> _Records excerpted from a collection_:
::::::::::

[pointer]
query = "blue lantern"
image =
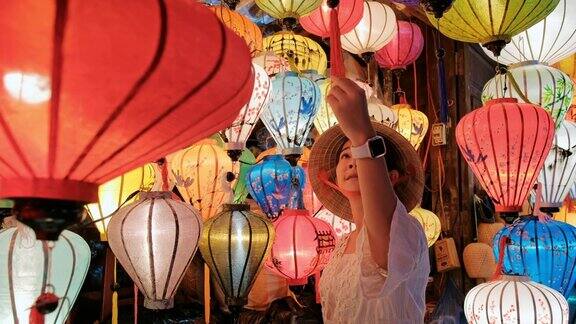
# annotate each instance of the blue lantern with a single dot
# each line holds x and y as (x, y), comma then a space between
(290, 115)
(544, 251)
(275, 184)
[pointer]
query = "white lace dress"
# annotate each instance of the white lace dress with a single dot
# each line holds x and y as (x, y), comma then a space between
(354, 289)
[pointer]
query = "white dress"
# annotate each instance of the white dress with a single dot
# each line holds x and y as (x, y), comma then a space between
(353, 289)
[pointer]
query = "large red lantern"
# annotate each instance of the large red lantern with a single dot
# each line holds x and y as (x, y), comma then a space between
(505, 144)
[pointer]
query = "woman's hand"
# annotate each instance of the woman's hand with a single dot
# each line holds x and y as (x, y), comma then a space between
(348, 101)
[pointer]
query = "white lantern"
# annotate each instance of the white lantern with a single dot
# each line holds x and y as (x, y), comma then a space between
(155, 239)
(542, 85)
(515, 299)
(29, 268)
(376, 28)
(548, 42)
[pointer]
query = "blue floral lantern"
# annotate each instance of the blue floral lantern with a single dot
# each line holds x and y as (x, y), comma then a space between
(544, 251)
(275, 184)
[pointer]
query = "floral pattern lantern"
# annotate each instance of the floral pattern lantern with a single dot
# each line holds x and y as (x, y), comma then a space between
(544, 251)
(495, 140)
(539, 84)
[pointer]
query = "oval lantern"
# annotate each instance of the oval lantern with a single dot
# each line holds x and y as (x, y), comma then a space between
(547, 42)
(154, 239)
(28, 269)
(544, 251)
(539, 84)
(515, 300)
(235, 244)
(304, 246)
(496, 139)
(318, 21)
(489, 22)
(293, 106)
(376, 29)
(403, 49)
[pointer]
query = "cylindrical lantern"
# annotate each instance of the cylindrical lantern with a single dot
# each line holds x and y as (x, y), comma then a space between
(274, 184)
(544, 251)
(293, 106)
(505, 144)
(490, 22)
(31, 267)
(318, 21)
(430, 222)
(376, 28)
(303, 246)
(559, 172)
(548, 42)
(515, 300)
(235, 244)
(155, 239)
(541, 85)
(403, 49)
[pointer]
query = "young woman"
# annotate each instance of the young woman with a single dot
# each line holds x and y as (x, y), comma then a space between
(368, 173)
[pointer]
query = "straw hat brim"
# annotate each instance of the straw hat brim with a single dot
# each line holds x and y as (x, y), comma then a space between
(325, 155)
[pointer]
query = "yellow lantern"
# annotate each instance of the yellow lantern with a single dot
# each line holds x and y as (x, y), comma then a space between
(115, 192)
(491, 22)
(302, 53)
(430, 222)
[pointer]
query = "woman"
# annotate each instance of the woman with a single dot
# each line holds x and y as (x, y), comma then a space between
(378, 273)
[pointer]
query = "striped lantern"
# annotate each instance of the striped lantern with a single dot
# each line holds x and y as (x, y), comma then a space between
(515, 299)
(538, 84)
(154, 239)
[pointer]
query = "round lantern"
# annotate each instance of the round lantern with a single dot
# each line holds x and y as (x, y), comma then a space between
(318, 21)
(304, 246)
(559, 172)
(376, 28)
(548, 42)
(515, 299)
(154, 240)
(31, 267)
(300, 52)
(202, 175)
(489, 22)
(544, 251)
(116, 192)
(430, 222)
(275, 184)
(541, 85)
(293, 106)
(235, 244)
(242, 26)
(403, 49)
(505, 144)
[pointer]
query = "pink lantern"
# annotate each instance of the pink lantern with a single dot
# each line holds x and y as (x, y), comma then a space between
(303, 246)
(318, 21)
(403, 49)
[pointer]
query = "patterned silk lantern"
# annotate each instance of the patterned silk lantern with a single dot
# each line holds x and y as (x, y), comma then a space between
(403, 49)
(31, 267)
(548, 42)
(293, 106)
(235, 244)
(115, 192)
(505, 144)
(539, 84)
(303, 246)
(490, 22)
(544, 251)
(515, 300)
(318, 21)
(376, 29)
(274, 184)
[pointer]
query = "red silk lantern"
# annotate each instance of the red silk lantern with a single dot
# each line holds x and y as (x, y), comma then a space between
(403, 49)
(505, 144)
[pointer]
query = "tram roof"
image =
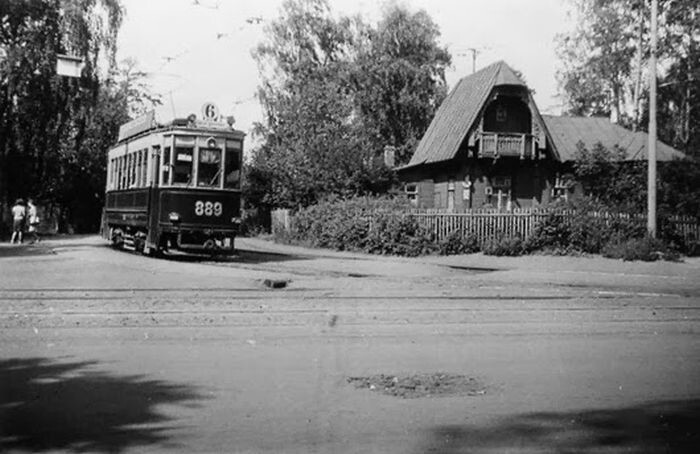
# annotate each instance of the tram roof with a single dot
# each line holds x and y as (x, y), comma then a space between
(187, 127)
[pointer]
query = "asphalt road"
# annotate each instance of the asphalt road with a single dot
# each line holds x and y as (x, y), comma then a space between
(108, 351)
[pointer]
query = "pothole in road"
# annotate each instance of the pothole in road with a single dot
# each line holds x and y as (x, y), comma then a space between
(420, 385)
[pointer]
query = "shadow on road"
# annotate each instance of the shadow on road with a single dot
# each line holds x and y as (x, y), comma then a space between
(24, 250)
(242, 256)
(661, 427)
(67, 406)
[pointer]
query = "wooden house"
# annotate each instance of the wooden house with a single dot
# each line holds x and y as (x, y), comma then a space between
(489, 146)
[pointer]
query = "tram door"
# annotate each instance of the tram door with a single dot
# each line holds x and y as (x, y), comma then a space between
(153, 200)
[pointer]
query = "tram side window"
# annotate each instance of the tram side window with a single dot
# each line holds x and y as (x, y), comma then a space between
(122, 168)
(165, 168)
(209, 170)
(132, 170)
(233, 169)
(144, 168)
(182, 170)
(137, 169)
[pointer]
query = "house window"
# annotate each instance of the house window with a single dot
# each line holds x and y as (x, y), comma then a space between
(501, 114)
(501, 182)
(411, 191)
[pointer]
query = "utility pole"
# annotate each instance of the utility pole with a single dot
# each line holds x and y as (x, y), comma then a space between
(651, 155)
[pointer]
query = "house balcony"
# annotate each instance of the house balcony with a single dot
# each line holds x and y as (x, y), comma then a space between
(501, 144)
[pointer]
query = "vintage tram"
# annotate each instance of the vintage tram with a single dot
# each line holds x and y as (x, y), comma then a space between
(175, 187)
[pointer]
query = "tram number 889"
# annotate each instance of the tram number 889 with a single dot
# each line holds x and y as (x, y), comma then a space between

::::::::::

> _EXERCISE DETAILS_: Print the records again exactly, pictures excluded.

> _EXERCISE SOLUTION_:
[pointer]
query = "blue lantern"
image =
# annotate each instance of the blue lantern with a single dot
# each line holds x and y as (x, y), comma then a space between
(290, 115)
(544, 251)
(275, 184)
[pointer]
query = "white lace dress"
# annotate each instance of the white lace dress with a single dot
# each line holds x and y as (x, y), comma then a space between
(354, 289)
[pointer]
query = "white dress"
# annotate each instance of the white dress with a single dot
# each line holds x and y as (x, y), comma then a space between
(353, 289)
[pointer]
query = "large red lantern"
# annotate each instance of the large red lantern with a single dot
# each line holds x and y as (x, y), comma then a space between
(505, 144)
[pointer]
query = "woman's hand"
# annotate each instance of the woman's hand with a single dot
# each line holds x and y as (x, y), comma then a space between
(348, 101)
[pointer]
query = "white lantern"
# annotate each instance of the white lantern with a single dot
# each line holds x and y as (x, y), comma then a space between
(155, 239)
(542, 85)
(515, 299)
(29, 268)
(376, 28)
(548, 42)
[pointer]
query = "blue floral lantern"
# annotate each instance of the blue floral lantern with a single dot
# each line holds x and y as (x, y), comma then a space between
(544, 251)
(275, 184)
[pointer]
query = "floral pattern lantern"
# annotate each instance of the floral pattern lantern with a single dot
# each line holds x and y as (x, y), comma then a space between
(544, 251)
(495, 140)
(539, 84)
[pointer]
query = "oval lantern"
# annotate each instance of the oval lantern with a single dot
# each line holds x and y as (x, y), comma then a space between
(547, 42)
(154, 239)
(28, 269)
(544, 251)
(539, 84)
(515, 300)
(235, 244)
(304, 246)
(496, 139)
(318, 21)
(489, 22)
(293, 106)
(376, 29)
(403, 49)
[pointer]
query = "cylindrical lantern"
# annotate each instance of the cylindrical lantern with a single dot
# each line holds x and y as (x, y), comma then a space between
(274, 184)
(544, 251)
(293, 106)
(505, 144)
(490, 22)
(31, 267)
(318, 21)
(430, 222)
(376, 28)
(303, 246)
(559, 172)
(548, 42)
(515, 300)
(235, 244)
(155, 239)
(541, 85)
(403, 49)
[pointer]
query = "young woman"
# annotate each instance of the young woman with a single dot
# each line holds x and y as (x, y), comma then a space between
(368, 173)
[pointer]
query = "straw hat brim"
# annotate each instance of the straw hat brim with a single dot
# each line holds x and y as (x, y), comma then a space between
(325, 155)
[pointer]
query = "yellow lantern"
# annotate each instance of the yellow lantern with a single dot
# each line holds x and y as (x, y), comma then a space between
(115, 192)
(491, 22)
(302, 53)
(430, 222)
[pointer]
query = "woman"
# annotate each instance of the woman with a single dot
# each line holds x and y as (x, y), comma then a space between
(378, 273)
[pointer]
query = "striped lantern"
# annotate each instance of the striped lantern with a single dot
# each line holds x and y as (x, y), comma then a space between
(515, 299)
(538, 84)
(154, 239)
[pointer]
query = "round lantern"
# annotate each instance of the round lantern with a single dot
# each line holds x and y as (x, y), comma then a space between
(318, 21)
(304, 246)
(559, 172)
(376, 28)
(548, 42)
(515, 299)
(154, 240)
(31, 267)
(300, 52)
(202, 175)
(489, 22)
(544, 251)
(116, 192)
(430, 222)
(275, 184)
(541, 85)
(293, 106)
(235, 244)
(242, 26)
(403, 49)
(505, 144)
[pointer]
query = "pink lantern"
# annotate each instance of the pink lantern with a single dot
# each line holds x and y as (x, y), comma then a space between
(303, 246)
(318, 21)
(403, 49)
[pointer]
query = "patterned silk lantern"
# annotate each instance of the patterned silk lantern with a single dot
# each line holds x and y as (x, y), comma then a space between
(403, 49)
(31, 267)
(548, 42)
(293, 106)
(235, 244)
(115, 192)
(505, 144)
(539, 84)
(303, 246)
(490, 22)
(544, 251)
(515, 300)
(318, 21)
(376, 29)
(274, 184)
[pointer]
query = "red silk lantern"
# annotate each instance of the red silk lantern with a single dot
# each line holds x and y as (x, y), comma then a space between
(403, 49)
(505, 144)
[pointer]
query = "tram roof"
image =
# annotate each instance of the tram roof with a single dot
# each line holds x and y as (x, y), comma then a space between
(187, 127)
[pointer]
query = "asphalt road"
# annotate each instance of the asphalt road with a single dot
# each line holds x and y as (x, y), comma then a space between
(108, 351)
[pointer]
query = "pothole in road"
# annotate each instance of the pothole in road with a single dot
# each line holds x and y as (x, y), comma then a space between
(420, 385)
[pointer]
query = "shadow on road"
# annotate each instance of the shadow on road with a single dot
# each line holds x and y as (x, y), comma then a space between
(24, 250)
(242, 256)
(661, 427)
(67, 406)
[pointer]
query = "wooden house"
# annotate each instance of the wooden house with a single dot
# each line holds x and y as (x, y), comma then a space between
(489, 146)
[pointer]
query = "tram door"
# annotate each instance of the tram door with a single dot
# each line holds x and y as (x, y), comma then a space between
(153, 200)
[pointer]
query = "tram side window"
# annotate each instance of the tram side window with a single dot
# each line holds x and y as (x, y), comma then a space between
(122, 168)
(165, 168)
(209, 170)
(132, 170)
(233, 169)
(144, 168)
(182, 170)
(137, 169)
[pointer]
query = "house window"
# annotate each instance of the house window with a single dot
# each line holds x and y as (x, y), comma then a space between
(501, 114)
(501, 182)
(411, 191)
[pointer]
query = "utility pole"
# annotate each instance of the utility pole with a single dot
# each line holds x and y as (x, y), comma then a space between
(651, 155)
[pointer]
query = "house balcony"
# annotate each instance of the house balcony with a single dot
# each line holds x and y as (x, y), comma then a space between
(501, 144)
[pointer]
query = "vintage tram"
# annotate each instance of the vintage tram with a single dot
# each line holds x and y as (x, y), comma then a space between
(175, 187)
[pointer]
query = "tram number 889"
# annotate each instance of the tram number 889 with a single dot
# each line holds x and y as (x, y), comma then a space between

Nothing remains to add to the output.